_Task to carry out:_
From top to bottom, return the records that follow exactly.

[Data excerpts]
== Segment start ==
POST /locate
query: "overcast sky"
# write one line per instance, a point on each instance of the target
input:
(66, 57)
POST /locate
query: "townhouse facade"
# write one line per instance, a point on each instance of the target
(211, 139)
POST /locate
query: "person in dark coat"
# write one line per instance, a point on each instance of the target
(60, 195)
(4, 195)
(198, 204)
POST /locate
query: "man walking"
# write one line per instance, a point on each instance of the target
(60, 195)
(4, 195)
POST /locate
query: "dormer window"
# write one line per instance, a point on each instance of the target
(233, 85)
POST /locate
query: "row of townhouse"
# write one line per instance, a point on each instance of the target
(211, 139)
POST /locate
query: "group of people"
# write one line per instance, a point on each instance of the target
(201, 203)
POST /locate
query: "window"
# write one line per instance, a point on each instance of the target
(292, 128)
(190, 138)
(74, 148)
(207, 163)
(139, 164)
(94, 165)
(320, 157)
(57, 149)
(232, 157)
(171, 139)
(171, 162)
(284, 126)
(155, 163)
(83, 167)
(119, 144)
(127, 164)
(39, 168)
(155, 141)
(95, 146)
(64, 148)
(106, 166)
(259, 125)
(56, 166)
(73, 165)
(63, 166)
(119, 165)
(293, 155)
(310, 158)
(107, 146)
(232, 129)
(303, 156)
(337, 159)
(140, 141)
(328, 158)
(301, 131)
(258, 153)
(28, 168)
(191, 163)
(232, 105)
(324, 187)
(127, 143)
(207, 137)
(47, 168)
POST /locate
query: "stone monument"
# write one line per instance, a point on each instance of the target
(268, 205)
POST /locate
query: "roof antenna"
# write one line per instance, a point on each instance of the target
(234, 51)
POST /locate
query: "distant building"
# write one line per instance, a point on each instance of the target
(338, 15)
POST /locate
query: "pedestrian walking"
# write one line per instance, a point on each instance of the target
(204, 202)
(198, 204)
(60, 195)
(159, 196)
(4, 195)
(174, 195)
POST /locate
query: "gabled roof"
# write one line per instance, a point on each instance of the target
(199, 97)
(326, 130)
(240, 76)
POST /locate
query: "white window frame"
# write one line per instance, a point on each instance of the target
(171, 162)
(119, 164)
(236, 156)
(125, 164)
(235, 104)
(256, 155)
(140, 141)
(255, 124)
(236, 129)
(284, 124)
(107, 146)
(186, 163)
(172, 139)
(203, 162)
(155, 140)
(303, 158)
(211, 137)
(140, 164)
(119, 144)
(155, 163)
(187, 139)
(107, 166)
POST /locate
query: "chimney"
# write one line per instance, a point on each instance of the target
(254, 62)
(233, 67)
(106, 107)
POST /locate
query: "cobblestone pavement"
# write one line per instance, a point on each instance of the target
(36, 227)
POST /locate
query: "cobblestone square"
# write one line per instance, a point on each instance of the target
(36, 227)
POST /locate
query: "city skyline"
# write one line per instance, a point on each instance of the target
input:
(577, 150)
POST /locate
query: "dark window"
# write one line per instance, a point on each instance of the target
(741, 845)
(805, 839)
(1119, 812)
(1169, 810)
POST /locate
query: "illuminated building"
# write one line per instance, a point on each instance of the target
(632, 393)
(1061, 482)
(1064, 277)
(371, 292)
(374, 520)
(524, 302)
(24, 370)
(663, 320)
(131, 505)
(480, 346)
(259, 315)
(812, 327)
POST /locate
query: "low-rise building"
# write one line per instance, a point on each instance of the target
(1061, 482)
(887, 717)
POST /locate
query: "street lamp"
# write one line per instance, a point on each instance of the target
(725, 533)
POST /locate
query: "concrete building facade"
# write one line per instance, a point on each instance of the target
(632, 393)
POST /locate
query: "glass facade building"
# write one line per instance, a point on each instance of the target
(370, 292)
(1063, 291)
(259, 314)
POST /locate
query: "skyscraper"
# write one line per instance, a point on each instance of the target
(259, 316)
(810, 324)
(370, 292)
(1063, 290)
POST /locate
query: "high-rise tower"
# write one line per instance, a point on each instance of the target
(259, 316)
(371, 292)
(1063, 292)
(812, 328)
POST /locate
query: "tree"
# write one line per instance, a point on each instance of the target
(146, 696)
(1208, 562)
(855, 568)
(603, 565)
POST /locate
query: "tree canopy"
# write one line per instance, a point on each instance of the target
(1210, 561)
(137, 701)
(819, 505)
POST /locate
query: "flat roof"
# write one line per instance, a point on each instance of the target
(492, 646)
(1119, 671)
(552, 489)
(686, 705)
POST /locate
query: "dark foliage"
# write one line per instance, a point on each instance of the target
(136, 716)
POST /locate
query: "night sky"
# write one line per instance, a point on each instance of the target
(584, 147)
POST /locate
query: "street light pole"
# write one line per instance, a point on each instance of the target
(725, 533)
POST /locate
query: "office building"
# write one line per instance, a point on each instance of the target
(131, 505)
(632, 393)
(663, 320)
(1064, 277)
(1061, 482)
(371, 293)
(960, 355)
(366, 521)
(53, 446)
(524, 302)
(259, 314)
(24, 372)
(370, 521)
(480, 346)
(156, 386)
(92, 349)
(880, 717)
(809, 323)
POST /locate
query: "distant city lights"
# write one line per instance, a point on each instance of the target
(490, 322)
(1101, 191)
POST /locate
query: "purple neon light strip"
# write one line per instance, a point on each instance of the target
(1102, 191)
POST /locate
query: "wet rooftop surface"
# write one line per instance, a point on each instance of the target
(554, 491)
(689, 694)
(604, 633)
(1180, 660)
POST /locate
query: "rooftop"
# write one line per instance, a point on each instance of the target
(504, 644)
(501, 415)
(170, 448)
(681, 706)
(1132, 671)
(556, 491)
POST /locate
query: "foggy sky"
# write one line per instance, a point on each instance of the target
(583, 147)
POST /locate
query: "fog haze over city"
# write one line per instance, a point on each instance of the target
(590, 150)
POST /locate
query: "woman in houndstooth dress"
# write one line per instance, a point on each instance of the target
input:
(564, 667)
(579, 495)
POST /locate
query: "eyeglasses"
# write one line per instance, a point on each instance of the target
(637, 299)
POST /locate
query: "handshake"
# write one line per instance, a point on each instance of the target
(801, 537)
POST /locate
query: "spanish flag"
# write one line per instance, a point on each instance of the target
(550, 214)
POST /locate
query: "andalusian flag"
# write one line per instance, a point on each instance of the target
== Segment end ==
_Output below:_
POST /locate
query: "overcast sky"
# write one line per instance, a point on each instance of the target
input:
(66, 57)
POST /locate
query: "townhouse facade"
# write one line per instance, a point on each instance of the target
(211, 139)
POST /locate
query: "person in dark coat"
# write one line per instance, a point on each instance of the target
(60, 195)
(4, 195)
(198, 204)
POST /locate
query: "man walking"
# write one line per instance, a point on each instance of the target
(60, 195)
(4, 195)
POST /locate
query: "dormer window"
# write one line per instance, a point on each instance of the target
(233, 85)
POST /locate
query: "row of townhouse"
# write one line per instance, a point on each instance of the target
(211, 139)
POST /locate
query: "group of people"
# write one line per instance, a point on each instance of the target
(201, 203)
POST /locate
query: "window"
# write one line per instance, a point on each instance of the target
(292, 128)
(190, 138)
(74, 148)
(207, 163)
(139, 164)
(94, 165)
(320, 157)
(57, 149)
(232, 157)
(171, 139)
(171, 162)
(284, 126)
(155, 163)
(83, 167)
(119, 144)
(127, 164)
(39, 168)
(155, 141)
(95, 146)
(64, 148)
(106, 166)
(259, 125)
(56, 166)
(73, 165)
(63, 166)
(119, 165)
(293, 155)
(310, 158)
(107, 146)
(232, 129)
(303, 156)
(337, 159)
(140, 141)
(328, 158)
(301, 131)
(258, 153)
(28, 168)
(191, 163)
(232, 105)
(324, 187)
(127, 143)
(207, 137)
(47, 168)
POST /locate
query: "stone monument"
# write one line per instance, a point on each instance of the target
(268, 205)
POST /locate
query: "roof antenna"
# write one line per instance, a point on each instance of the target
(234, 51)
POST /locate
query: "distant building"
# write one line per instance, a point on each instance of the target
(338, 15)
POST /locate
query: "pedestrian walking"
# write one line per instance, a point on each instance of the target
(204, 202)
(198, 204)
(60, 195)
(159, 196)
(4, 195)
(174, 195)
POST /locate
query: "gabled roof"
# write one line per instance, a point on each instance of the target
(199, 97)
(326, 130)
(240, 76)
POST /locate
query: "white window frame"
# write one line per instance, a point on each instance of the target
(171, 162)
(119, 164)
(236, 156)
(125, 164)
(235, 104)
(256, 155)
(140, 141)
(255, 124)
(236, 129)
(284, 124)
(107, 146)
(186, 163)
(172, 139)
(203, 162)
(155, 140)
(303, 158)
(211, 137)
(140, 164)
(119, 144)
(155, 163)
(187, 139)
(107, 166)
POST /locate
query: "chimney"
# write one line per instance, a point on each instance of the target
(254, 62)
(233, 67)
(106, 107)
POST /locate
query: "cobblestone pavement"
# write one line per instance, a point on each instance of the target
(36, 227)
POST /locate
query: "cobblestone square"
# write one line per instance, a point on each instance of the target
(36, 227)
POST /locate
query: "city skyline"
# write one line per instance, a point on each instance of the target
input:
(577, 150)
POST /locate
query: "dark window"
# write one line per instance, a point on each instance of the target
(741, 845)
(805, 839)
(1119, 812)
(1169, 810)
POST /locate
query: "illuminated building"
# write one line per instance, a point on each instance of the target
(632, 393)
(1061, 482)
(1064, 277)
(371, 292)
(374, 520)
(524, 302)
(24, 370)
(663, 320)
(131, 505)
(480, 346)
(259, 315)
(812, 327)
POST /locate
query: "low-rise building"
# write one line per instance, a point on each instance of the target
(1061, 482)
(887, 717)
POST /locate
query: "street lamp"
# write one line per instance, a point on each instance of the target
(725, 533)
POST /locate
query: "concrete building facade"
# write one line per instance, a point on each instance of the target
(632, 393)
POST /locate
query: "glass facade building"
# write one line per instance, a point on each instance of the target
(370, 292)
(1063, 291)
(259, 314)
POST /locate
query: "skyscraper"
# write one line per instance, a point on each instance of the target
(259, 316)
(810, 324)
(370, 292)
(1063, 290)
POST /locate
query: "high-rise tower"
# write one line per instance, a point on each instance of the target
(259, 316)
(371, 292)
(1063, 292)
(812, 328)
POST /locate
query: "tree"
# write one line per instance, a point on each instance of the target
(146, 696)
(1208, 562)
(855, 568)
(603, 565)
POST /locate
query: "tree canopy"
# write one line per instance, a point on each instance of the target
(1210, 561)
(137, 701)
(819, 505)
POST /locate
query: "flat roof"
# write one line per instance, a point on each instance of the target
(492, 646)
(1119, 671)
(552, 489)
(686, 705)
POST /locate
query: "dark foliage"
# write one line per instance, a point on each instance of the target
(136, 716)
POST /locate
query: "night sky"
# write one line per instance, a point on each instance of the target
(584, 147)
POST /locate
query: "street light pole"
# write one line per instance, a point on each instance of the target
(725, 533)
POST /locate
query: "office building"
# write one line per instance, a point on each instance of the target
(131, 505)
(632, 393)
(663, 320)
(1064, 277)
(1061, 482)
(371, 293)
(960, 355)
(366, 521)
(53, 446)
(524, 302)
(259, 314)
(24, 372)
(370, 521)
(480, 346)
(156, 386)
(92, 349)
(880, 717)
(809, 323)
POST /locate
query: "distant city lights"
# write one line per instance, a point on each instance of the target
(490, 322)
(1101, 191)
POST /locate
query: "purple neon light strip"
# write one line per instance, a point on each instance of the target
(1102, 191)
POST /locate
query: "wet rooftop surface"
# write one line per instance, a point on each instance of the target
(554, 491)
(689, 694)
(604, 633)
(1180, 660)
POST /locate
query: "rooftop"
# write one line per instance, a point on each instance of the target
(504, 644)
(501, 415)
(170, 448)
(681, 706)
(1132, 671)
(556, 491)
POST /locate
query: "foggy sky"
# write one line per instance, a point on each instance of the target
(583, 147)
POST /locate
query: "fog haze over city"
# write one line per instance, a point on each instance of the target
(590, 150)
POST /locate
query: "woman in houndstooth dress"
# write one line per instance, a point on each instance of the target
input:
(564, 667)
(579, 495)
POST /locate
query: "eyeglasses"
# write one line per instance, a point on each instance of the target
(637, 299)
POST /locate
query: "handshake"
# write one line per instance, a point on each instance of the target
(801, 537)
POST /locate
query: "spanish flag"
# write one line per instance, a point on each instance of the target
(550, 214)
POST /locate
query: "andalusian flag"
# write one line per instance, a point on each instance of the target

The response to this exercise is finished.